An exotic microbe and an unusual extraction process may add up to an economical way to make a promising biofuel
Taking a step closer to a "green" replacement for fossil fuels, a research team that includes a chemical engineer at Worcester Polytechnic Institute (WPI) has developed a novel process using an unusual solvent and an exotic microorganism that may make it possible to manufacture isobutanol and other biofuels more economically.
Isobutanol, like ethanol, is an alcohol, but its lower water solubility (which reduces the risk of corrosion associated with many biofuels) and higner energy density (which translates to increased miles per gallon), have created considerable interest the compound's potential use as a gasoline additive and even a gasoline replacement. But manufacturing isobutanol, which is typically produced using biotechnology, has proven difficult and costly.

Dataset items:

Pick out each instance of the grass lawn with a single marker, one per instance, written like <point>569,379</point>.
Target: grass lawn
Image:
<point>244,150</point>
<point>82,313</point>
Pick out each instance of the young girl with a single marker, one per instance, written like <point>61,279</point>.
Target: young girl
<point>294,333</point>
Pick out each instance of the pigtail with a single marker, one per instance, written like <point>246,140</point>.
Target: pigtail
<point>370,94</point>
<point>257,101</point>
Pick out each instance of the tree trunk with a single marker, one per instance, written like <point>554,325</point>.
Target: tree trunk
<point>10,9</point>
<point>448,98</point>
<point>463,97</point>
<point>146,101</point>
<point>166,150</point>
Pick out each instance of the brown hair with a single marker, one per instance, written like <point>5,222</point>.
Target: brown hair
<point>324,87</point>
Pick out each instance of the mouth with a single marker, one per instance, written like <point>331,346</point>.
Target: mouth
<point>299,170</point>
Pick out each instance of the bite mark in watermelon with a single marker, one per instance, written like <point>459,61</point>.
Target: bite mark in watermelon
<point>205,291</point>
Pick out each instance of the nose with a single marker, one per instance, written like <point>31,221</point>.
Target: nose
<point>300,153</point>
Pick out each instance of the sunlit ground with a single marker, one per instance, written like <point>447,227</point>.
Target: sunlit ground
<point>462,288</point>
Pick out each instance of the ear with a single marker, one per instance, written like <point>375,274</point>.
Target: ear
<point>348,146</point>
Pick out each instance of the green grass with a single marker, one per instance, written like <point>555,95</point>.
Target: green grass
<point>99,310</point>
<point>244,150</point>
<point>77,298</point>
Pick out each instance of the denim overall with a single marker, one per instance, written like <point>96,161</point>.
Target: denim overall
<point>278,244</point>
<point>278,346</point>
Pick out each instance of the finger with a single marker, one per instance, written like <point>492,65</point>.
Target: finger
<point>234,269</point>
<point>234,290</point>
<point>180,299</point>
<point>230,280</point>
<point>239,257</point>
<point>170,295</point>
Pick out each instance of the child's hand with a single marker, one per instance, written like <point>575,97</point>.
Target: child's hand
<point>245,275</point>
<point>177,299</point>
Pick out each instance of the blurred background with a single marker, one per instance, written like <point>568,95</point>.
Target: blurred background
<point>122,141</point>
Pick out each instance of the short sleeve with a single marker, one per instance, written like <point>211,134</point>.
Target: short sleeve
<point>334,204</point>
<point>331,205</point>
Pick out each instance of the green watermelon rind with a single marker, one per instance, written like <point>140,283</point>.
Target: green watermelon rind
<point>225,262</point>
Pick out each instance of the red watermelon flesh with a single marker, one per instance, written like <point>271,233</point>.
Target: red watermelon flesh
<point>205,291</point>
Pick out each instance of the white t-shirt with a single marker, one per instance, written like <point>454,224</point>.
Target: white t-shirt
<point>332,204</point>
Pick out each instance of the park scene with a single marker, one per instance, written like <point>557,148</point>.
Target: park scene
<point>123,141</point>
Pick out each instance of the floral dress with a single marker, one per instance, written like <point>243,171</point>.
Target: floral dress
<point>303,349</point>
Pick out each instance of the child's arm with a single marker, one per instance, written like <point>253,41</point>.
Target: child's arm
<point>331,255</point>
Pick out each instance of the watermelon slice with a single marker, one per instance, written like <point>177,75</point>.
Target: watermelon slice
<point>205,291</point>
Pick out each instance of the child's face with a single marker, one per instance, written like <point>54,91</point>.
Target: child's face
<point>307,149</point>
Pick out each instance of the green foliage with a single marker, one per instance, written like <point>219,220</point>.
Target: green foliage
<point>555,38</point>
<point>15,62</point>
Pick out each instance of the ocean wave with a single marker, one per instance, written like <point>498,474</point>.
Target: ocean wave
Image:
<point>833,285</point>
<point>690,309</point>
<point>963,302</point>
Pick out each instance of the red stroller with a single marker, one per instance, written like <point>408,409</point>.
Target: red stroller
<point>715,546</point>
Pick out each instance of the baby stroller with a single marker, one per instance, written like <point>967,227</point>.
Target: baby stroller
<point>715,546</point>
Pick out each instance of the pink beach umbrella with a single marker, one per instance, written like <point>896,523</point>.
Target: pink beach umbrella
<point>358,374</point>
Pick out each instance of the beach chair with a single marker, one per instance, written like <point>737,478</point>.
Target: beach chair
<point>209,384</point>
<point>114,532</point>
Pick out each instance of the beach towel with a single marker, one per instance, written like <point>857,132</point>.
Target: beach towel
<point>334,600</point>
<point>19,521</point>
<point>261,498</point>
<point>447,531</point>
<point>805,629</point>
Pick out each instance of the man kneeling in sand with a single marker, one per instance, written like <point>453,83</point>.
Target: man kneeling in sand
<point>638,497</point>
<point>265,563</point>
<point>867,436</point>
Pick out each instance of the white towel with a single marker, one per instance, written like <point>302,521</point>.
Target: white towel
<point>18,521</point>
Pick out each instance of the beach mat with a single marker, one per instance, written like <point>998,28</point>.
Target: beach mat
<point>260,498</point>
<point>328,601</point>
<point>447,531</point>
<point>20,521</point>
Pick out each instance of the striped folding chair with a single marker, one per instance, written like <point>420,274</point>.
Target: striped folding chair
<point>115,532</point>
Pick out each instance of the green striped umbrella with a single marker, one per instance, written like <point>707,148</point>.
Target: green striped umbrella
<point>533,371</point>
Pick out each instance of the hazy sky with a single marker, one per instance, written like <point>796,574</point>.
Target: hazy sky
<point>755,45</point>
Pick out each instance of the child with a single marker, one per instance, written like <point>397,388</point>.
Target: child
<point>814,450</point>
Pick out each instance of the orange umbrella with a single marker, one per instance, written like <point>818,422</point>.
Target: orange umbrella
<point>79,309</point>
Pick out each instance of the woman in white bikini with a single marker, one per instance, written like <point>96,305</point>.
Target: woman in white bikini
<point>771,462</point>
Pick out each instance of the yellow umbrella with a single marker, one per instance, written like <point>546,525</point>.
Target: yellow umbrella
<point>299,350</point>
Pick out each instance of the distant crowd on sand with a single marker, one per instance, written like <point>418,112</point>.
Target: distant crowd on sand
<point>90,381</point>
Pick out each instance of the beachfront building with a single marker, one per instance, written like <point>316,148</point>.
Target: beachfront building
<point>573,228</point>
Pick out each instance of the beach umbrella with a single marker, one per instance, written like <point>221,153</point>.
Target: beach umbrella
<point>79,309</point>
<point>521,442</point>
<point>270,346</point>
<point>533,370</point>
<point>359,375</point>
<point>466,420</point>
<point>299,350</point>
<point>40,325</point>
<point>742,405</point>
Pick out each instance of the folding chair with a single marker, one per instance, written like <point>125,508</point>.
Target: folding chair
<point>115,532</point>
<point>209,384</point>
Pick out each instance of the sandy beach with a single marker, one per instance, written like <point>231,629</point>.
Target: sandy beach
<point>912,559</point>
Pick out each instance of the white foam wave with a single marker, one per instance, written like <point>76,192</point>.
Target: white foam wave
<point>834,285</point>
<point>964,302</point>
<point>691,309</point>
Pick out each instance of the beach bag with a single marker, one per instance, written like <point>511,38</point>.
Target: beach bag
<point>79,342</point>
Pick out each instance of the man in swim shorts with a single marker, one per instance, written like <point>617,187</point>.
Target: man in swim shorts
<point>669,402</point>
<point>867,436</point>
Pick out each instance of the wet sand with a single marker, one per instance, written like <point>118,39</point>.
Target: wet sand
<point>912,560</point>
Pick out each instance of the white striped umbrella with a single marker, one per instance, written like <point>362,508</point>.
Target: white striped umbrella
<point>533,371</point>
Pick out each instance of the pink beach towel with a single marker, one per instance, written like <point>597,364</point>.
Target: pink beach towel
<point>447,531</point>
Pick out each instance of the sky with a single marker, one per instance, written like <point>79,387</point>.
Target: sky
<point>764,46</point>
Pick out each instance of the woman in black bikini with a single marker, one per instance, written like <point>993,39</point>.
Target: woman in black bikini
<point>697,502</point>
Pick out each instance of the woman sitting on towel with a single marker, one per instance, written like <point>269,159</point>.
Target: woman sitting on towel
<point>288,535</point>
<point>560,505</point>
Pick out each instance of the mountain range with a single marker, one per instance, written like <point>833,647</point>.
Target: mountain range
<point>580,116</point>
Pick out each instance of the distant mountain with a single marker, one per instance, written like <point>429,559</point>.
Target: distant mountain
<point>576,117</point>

What this task involves: From the passage on isobutanol biofuel, extract the wording from "Isobutanol, like ethanol, is" up to and including "difficult and costly.", and reproduce it verbatim.

Answer box:
Isobutanol, like ethanol, is an alcohol, but its lower water solubility (which reduces the risk of corrosion associated with many biofuels) and higner energy density (which translates to increased miles per gallon), have created considerable interest the compound's potential use as a gasoline additive and even a gasoline replacement. But manufacturing isobutanol, which is typically produced using biotechnology, has proven difficult and costly.